■ SELECTED EXTRACT
Tell him the following choices.

1.

No contact with the OW.
Immediate MC.
A remorseful attitude.

2.

Nuke him. Have the papers drawn up and nuke'em.


----------



## AliceA (Jul 29, 2010)

I think that if there is any chance for you to work out your marriage, the OW needs to be completely out of his life. That would be my stipulation of I were you. Nothing less than him completely cutting her off, and telling her to never contact him again. I would even insist he make a pledge to you and your daughter that he'd never contact OW again.

If this doesn't happen, there's no point in causing you and your daughter all the heart ache and anguish of trying to keep this doomed marriage going.
_Posted via Mobile Device_


----------



## LongWalk (Apr 4, 2013)

Your husband's behavior is outrageous.

You should not talk to him at all. His best friend died? Guess what his wife "left him" so his luck is on a bad run.

For you to even give him the time of day, he should call OW while you are listening and tell her that he is never going to see her again. In this NC speech there can be no "I enjoyed being friends, good luck in life, take care, blah, blah."

"Our relationship was wrong. It hurt my marriage. I don't want to ever see you again. Do not contact me or my wife." 

This should be the end of the conversation.


----------



## AVR1962 (May 30, 2012)

(Coordinate annotation entries)
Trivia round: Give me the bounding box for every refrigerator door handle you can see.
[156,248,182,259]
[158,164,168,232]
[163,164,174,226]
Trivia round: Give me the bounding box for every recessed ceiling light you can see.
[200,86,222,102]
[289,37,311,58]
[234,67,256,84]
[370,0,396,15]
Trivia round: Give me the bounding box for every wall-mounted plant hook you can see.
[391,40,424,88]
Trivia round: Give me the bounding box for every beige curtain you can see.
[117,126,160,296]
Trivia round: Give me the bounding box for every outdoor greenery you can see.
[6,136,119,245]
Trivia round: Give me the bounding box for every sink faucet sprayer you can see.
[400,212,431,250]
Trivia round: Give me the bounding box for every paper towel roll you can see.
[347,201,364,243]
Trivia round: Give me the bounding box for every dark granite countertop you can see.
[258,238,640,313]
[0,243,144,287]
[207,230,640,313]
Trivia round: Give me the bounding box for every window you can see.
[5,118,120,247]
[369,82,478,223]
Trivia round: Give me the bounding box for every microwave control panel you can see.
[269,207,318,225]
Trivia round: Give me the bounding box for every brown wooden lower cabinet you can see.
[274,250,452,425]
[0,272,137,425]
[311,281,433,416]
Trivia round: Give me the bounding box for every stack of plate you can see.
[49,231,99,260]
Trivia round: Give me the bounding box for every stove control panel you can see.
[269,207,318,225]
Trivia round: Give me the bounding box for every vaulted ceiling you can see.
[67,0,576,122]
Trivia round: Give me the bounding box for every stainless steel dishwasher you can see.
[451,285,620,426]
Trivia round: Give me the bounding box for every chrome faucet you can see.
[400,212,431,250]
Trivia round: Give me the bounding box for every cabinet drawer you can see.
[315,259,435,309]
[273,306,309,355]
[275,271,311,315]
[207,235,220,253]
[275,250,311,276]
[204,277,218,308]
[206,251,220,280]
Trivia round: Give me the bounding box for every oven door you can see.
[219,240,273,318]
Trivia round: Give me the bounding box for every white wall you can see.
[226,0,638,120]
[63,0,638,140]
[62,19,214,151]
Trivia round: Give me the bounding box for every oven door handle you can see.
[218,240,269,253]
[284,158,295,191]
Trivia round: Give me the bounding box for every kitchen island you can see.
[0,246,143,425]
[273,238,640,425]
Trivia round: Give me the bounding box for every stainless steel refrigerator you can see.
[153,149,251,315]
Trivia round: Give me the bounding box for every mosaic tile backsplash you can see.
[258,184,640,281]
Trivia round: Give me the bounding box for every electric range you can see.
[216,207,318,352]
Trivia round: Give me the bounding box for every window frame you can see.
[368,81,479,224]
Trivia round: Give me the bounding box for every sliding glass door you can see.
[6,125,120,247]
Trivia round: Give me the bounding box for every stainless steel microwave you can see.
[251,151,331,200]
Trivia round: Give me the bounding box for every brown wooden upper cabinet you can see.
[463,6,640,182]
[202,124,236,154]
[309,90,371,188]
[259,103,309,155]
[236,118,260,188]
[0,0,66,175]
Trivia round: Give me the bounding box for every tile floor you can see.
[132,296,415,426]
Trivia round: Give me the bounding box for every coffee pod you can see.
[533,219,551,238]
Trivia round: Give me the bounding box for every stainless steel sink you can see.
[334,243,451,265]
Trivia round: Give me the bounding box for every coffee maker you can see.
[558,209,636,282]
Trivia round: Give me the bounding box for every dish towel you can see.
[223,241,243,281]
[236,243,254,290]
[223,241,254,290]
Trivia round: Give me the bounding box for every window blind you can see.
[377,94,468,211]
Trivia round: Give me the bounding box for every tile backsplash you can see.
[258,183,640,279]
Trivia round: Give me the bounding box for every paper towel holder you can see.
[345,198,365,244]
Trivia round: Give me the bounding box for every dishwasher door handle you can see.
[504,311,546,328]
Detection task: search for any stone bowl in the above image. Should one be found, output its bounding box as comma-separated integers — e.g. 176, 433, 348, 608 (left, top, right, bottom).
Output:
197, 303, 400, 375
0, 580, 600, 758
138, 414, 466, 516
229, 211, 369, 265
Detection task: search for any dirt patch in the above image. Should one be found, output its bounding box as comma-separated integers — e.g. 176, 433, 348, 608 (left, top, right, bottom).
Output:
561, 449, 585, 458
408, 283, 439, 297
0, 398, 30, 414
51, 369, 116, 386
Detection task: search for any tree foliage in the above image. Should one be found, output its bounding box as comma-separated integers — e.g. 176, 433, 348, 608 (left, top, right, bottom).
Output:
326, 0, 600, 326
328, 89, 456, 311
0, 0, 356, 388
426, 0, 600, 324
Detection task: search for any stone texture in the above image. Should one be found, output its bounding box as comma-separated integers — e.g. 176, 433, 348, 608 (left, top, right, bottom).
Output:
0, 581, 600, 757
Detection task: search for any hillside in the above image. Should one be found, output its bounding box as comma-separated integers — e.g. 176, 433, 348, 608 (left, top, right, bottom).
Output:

■ GOAL 1
Based on the forum thread about the marriage, decide whether each statement is true. Answer yes or no for each, and quote the words from the thread that decide it. (a) AliceA would have the husband pledge to the wife and their daughter that he will never contact the OW again. (b) LongWalk says the husband should call the OW privately, out of the wife's hearing. (c) The second choice in the opening post includes having papers drawn up.
■ GOAL 2
Reproduce word for word the part of the forum thread about the marriage from "Nuke him. Have" up to and including "contact OW again.".
■ GOAL 3
Continue the forum thread about the marriage, starting after its last line.

■ TASK RESPONSE 1
(a) Yes: "I would even insist he make a pledge to you and your daughter that he'd never contact OW again."
(b) No: "he should call OW while you are listening and tell her that he is never going to see her again."
(c) Yes: "Have the papers drawn up and nuke'em."

■ TASK RESPONSE 2
Nuke him. Have the papers drawn up and nuke'em.


----------



## AliceA (Jul 29, 2010)

I think that if there is any chance for you to work out your marriage, the OW needs to be completely out of his life. That would be my stipulation of I were you. Nothing less than him completely cutting her off, and telling her to never contact him again. I would even insist he make a pledge to you and your daughter that he'd never contact OW again.

■ TASK RESPONSE 3
clementineboian said:


> Thanks to everyone for support and advice.
> An update..
> Confronted husband when he came home from work today (in the nicest possible way), firm and to the point.
> I do believe that people can fall deeply in love with other people, even while they are in a relationship, and I said I would let him go, as graciously as I could, without bitterness but under the condition that he leave the house and find somewhere else to live ASAP. It felt quite empowering to say so and a bit of a relief (I ate something for the first time in 2 days!).
> ...


Good for you for finding your voice and being firm!! Odd as it may seem, trying to put yourself in your husband's shoes for a minute and understand his confusion. He would be confused, he knows what lies ahead if he leaves and so he is in a quandary. You are right that she might seemingly have the solution at this point. However, if you have the chance to talk to him (really talk to him heart to heart) try to get him to see a visual. The two of you share a child....divorce means sharing that child which maybe you both will agree to but it's not just about the two of you. there will be step parents involved for that child, possibly step siblings, and eventually half siblings. All this, as much as we want it to go well, has the potential to be a living nightmare.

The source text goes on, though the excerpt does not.